◆ TASK TO CARRY OUT
Every line from the one with "For every instance of the bokeh" through the end of the entries below should be written out exactly; the pictures should not.

[Saved entries]
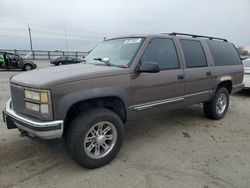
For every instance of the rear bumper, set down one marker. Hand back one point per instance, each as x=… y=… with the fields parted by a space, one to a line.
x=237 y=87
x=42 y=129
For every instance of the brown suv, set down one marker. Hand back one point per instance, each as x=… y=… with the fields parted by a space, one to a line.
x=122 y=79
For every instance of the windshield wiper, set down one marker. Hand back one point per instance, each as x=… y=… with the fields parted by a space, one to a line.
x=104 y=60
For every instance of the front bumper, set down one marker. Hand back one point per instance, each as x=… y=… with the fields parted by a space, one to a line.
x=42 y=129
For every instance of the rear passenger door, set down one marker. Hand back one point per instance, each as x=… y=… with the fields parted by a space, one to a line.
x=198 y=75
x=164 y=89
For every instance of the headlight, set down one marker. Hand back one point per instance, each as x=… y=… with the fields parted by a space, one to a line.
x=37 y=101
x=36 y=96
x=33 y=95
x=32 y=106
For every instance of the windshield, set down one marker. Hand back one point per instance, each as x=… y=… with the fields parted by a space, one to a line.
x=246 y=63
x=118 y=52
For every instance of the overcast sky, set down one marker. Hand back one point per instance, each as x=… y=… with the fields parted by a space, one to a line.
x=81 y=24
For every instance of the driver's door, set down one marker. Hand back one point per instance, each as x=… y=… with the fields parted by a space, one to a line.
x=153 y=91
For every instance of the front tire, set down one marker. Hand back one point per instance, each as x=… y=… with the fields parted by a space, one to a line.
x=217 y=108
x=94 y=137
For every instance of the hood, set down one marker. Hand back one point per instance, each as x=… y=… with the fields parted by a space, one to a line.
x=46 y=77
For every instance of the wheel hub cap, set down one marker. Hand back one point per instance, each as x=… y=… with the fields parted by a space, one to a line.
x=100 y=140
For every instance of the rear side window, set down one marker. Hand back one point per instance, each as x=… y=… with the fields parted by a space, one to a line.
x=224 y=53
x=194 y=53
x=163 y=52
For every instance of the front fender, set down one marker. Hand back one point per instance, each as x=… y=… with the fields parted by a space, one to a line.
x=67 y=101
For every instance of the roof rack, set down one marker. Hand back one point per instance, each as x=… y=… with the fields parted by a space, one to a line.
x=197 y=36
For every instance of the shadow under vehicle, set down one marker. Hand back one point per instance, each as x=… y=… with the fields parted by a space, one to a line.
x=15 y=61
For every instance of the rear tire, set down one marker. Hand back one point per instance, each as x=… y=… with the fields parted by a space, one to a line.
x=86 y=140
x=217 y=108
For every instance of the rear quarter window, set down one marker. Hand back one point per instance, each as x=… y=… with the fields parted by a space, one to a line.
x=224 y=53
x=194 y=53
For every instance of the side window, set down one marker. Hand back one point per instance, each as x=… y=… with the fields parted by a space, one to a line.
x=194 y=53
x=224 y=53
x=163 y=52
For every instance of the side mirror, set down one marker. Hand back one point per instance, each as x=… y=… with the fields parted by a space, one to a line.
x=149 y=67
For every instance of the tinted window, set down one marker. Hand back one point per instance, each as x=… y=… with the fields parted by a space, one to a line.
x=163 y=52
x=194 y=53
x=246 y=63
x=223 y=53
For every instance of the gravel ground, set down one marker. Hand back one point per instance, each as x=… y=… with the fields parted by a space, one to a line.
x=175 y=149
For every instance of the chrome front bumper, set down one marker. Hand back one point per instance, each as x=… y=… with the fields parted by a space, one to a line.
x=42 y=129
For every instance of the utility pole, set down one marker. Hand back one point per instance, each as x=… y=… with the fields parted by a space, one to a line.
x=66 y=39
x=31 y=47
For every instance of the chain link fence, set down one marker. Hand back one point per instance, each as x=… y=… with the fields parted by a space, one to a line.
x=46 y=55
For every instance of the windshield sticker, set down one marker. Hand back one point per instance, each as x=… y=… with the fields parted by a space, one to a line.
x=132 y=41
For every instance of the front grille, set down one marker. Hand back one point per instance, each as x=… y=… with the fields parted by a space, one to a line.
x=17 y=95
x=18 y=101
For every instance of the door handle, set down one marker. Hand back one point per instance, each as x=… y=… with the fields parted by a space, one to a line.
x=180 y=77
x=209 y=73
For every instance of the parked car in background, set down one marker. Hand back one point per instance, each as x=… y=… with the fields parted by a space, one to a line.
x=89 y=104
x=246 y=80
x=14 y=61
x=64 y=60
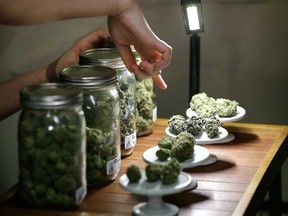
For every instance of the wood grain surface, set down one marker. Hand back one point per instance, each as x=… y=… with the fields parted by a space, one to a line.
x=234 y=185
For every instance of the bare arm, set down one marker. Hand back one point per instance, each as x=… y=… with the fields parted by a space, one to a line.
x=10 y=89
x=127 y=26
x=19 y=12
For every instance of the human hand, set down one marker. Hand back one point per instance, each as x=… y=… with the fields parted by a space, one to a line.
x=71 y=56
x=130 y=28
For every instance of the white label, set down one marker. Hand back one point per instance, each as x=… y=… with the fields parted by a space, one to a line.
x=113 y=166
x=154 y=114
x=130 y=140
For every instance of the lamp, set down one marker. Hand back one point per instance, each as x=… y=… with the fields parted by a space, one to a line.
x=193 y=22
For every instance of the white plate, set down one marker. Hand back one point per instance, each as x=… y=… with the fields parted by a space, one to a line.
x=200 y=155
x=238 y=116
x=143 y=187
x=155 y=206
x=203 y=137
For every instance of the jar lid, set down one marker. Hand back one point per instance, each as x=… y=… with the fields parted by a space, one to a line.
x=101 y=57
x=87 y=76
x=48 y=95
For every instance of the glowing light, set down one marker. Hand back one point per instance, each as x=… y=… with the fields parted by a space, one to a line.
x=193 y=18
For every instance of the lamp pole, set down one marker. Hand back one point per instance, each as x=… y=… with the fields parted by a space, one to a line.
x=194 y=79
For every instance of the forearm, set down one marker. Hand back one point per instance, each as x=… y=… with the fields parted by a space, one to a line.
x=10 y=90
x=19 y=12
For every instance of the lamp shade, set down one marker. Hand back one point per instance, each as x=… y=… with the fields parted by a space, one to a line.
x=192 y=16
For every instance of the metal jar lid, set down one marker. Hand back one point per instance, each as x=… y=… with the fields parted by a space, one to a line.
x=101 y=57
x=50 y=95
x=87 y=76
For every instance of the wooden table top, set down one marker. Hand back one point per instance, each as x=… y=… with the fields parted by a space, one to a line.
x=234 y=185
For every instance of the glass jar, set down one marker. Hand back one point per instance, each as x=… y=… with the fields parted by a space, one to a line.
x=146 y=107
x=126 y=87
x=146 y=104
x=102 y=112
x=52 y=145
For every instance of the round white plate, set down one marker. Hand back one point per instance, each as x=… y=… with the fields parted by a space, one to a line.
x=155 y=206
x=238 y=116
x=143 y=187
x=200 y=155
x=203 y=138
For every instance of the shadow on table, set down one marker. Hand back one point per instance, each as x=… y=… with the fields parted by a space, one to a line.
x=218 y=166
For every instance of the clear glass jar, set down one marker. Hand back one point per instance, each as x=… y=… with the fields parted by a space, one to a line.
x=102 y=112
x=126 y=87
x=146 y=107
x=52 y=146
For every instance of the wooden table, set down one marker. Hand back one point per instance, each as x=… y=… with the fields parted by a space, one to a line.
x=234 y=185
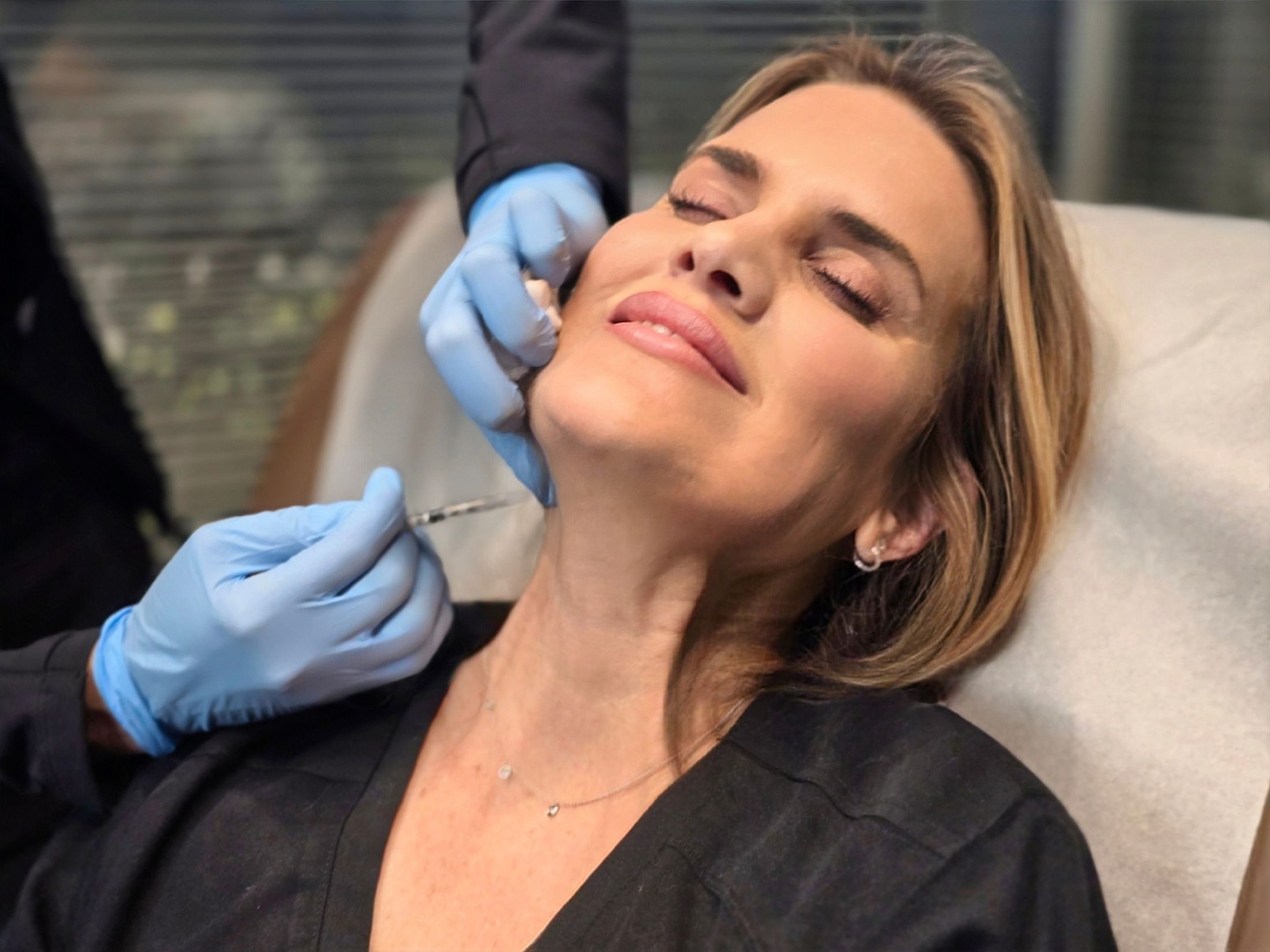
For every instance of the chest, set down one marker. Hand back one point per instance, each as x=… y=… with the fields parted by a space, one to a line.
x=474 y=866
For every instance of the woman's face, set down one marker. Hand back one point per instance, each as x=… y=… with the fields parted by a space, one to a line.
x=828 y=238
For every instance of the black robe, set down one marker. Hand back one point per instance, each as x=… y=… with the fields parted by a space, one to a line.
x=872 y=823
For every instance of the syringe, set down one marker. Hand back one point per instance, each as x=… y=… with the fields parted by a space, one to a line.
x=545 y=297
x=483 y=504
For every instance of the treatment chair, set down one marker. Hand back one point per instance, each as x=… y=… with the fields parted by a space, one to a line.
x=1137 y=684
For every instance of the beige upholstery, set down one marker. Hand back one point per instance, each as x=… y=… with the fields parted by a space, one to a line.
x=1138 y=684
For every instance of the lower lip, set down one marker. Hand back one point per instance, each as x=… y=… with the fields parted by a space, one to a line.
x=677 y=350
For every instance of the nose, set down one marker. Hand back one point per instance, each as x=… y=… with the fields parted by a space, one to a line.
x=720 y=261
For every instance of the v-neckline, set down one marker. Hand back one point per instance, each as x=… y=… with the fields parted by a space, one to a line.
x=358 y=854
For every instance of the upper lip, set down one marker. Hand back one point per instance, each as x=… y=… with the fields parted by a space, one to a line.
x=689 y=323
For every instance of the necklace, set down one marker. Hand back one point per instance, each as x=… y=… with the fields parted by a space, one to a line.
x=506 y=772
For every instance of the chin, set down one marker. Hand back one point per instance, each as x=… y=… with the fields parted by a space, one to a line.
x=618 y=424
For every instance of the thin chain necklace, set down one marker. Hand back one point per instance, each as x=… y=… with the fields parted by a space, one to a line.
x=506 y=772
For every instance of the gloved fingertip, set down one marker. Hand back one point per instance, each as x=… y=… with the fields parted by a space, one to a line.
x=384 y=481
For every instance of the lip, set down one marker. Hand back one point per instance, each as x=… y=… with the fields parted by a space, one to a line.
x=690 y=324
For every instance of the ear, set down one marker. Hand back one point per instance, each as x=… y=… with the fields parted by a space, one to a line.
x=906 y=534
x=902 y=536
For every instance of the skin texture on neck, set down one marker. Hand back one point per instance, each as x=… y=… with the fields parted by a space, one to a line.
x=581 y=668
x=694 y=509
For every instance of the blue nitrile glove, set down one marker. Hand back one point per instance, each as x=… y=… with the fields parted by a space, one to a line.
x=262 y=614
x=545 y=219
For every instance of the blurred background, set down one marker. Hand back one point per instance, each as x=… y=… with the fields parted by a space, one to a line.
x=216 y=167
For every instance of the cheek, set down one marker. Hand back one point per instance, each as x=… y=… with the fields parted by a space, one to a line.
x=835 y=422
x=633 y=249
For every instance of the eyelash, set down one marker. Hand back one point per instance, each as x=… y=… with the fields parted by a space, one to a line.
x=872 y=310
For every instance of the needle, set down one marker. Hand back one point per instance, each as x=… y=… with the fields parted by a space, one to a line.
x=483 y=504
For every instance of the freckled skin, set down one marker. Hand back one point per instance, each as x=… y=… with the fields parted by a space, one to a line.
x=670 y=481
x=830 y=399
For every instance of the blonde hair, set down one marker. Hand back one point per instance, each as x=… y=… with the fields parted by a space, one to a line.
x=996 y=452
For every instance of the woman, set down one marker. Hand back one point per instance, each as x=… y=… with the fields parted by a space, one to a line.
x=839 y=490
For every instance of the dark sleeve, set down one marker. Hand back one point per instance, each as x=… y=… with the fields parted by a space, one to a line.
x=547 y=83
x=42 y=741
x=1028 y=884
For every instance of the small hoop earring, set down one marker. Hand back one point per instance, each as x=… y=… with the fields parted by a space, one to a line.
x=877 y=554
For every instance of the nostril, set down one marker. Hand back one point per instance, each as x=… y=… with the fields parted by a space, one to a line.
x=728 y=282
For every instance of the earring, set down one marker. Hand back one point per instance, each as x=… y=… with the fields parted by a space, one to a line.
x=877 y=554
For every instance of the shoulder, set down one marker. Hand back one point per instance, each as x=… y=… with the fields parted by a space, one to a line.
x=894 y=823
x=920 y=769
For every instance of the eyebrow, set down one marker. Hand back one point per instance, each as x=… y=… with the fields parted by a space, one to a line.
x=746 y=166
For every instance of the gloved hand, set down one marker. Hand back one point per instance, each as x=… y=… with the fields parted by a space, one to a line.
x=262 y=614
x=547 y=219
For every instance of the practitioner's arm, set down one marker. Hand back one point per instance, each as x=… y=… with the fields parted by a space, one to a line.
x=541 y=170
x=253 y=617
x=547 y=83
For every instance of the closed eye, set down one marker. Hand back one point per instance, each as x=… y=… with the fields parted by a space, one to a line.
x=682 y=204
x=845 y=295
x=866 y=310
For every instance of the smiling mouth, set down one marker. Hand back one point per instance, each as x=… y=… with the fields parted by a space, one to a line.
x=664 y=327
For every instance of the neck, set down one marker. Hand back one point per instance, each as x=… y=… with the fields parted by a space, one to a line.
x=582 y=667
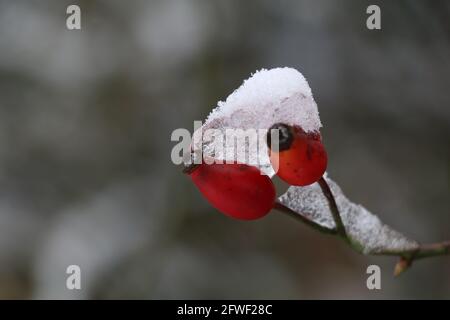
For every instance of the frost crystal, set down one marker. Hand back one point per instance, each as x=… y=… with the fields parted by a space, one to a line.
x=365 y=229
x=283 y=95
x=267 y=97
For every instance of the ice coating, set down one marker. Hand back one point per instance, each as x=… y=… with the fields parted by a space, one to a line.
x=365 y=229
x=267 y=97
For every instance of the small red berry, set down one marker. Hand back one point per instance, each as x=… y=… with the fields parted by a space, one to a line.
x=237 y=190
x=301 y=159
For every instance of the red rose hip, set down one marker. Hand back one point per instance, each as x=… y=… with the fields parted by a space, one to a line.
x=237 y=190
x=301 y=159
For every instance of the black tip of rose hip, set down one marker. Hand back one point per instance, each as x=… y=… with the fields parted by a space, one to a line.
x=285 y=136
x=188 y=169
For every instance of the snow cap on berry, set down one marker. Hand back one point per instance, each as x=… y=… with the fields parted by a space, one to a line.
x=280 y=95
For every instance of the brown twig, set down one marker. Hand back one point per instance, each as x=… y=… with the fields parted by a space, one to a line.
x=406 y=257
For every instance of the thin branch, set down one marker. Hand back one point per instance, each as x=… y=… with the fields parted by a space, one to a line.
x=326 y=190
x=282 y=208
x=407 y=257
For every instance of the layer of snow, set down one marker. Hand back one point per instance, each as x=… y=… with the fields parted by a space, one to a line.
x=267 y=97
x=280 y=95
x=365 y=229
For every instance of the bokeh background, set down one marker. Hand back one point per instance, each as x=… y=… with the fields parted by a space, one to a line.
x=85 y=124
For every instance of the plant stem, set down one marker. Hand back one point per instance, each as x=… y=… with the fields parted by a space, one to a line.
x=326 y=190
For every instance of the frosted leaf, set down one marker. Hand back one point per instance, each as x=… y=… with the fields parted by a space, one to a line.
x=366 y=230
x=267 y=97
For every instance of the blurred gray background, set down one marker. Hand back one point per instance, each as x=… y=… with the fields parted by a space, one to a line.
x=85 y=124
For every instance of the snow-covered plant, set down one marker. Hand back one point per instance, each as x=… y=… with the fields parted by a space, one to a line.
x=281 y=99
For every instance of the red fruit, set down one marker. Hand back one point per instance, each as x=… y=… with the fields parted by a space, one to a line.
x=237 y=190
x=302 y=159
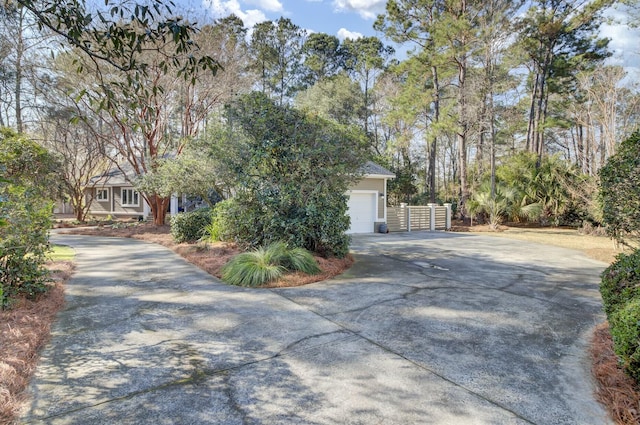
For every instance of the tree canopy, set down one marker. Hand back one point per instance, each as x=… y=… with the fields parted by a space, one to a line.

◆ EXERCISE RESPONSE
For every instance of the bokeh background, set down one marker. Hand back one point per instance, each as x=… y=… with the fields parted by a space, one to a line.
x=85 y=124
For every instance of the plant stem, set down one marker. Hand back one point per instance, each as x=… y=… with the fields parted by a space, one to a line.
x=326 y=190
For every instance of the frosted leaf, set down one marker. Hand back one point per instance, each as x=… y=… with the fields parted by a space, one to a line.
x=366 y=230
x=267 y=97
For every instance of the blurred gray background, set down one marker. Hand back one point per instance, each as x=… y=… with the fields parted by a space, one to a line.
x=85 y=124
For every instance of the snow-covered plant, set down one marker. Hand back one point per instance, each as x=… y=… with the fields parted by a space, one to a line.
x=281 y=99
For every instance of the red fruit, set down one marker. Hand back one point per instance, each as x=… y=… with the fields parted by a space, one to a line.
x=237 y=190
x=302 y=159
For every instance of the tree canopy, set down one marker. Hand back one point per instance, each as x=… y=… with the fields parted by a space, one to a line.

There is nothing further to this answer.